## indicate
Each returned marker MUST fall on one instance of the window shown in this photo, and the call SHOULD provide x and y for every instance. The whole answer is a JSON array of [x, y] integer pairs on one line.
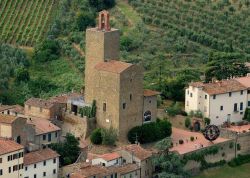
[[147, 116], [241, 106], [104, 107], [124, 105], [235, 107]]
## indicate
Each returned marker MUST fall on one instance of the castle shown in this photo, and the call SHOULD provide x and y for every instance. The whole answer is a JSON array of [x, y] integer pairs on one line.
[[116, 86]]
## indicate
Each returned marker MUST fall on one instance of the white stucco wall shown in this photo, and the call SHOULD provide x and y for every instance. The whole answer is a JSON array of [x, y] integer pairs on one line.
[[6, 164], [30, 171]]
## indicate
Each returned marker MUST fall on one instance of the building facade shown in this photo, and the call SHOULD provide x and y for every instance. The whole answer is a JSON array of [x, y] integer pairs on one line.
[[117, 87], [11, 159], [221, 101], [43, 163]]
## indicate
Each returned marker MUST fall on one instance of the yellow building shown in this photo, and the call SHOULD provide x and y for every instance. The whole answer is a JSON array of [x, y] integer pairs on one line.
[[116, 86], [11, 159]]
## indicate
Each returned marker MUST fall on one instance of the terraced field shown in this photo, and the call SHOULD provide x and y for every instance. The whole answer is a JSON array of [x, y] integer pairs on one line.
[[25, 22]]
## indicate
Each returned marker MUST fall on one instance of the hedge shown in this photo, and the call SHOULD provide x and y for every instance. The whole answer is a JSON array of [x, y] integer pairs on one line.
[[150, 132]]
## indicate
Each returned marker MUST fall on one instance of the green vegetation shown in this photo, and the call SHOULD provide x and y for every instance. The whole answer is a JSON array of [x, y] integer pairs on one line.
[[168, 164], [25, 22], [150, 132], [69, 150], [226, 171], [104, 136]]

..............................

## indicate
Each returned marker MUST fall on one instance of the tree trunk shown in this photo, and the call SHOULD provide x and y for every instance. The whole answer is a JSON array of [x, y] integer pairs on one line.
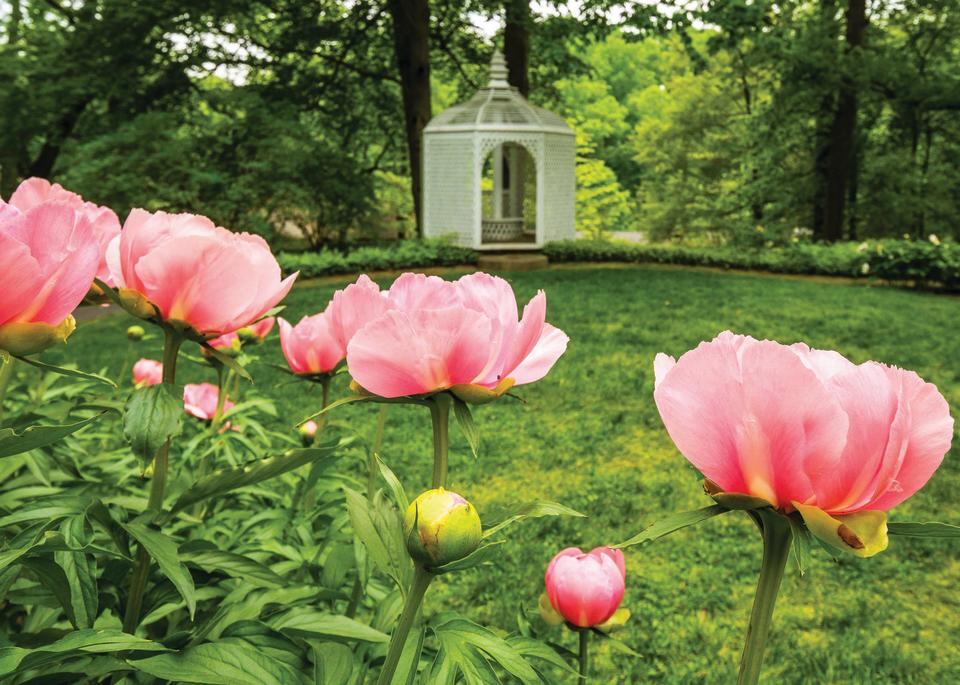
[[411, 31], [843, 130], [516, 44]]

..............................

◆ **Exercise description**
How many lines in the items above contain the string "building" with the same capitalization? Give only the number.

◆ **The response**
2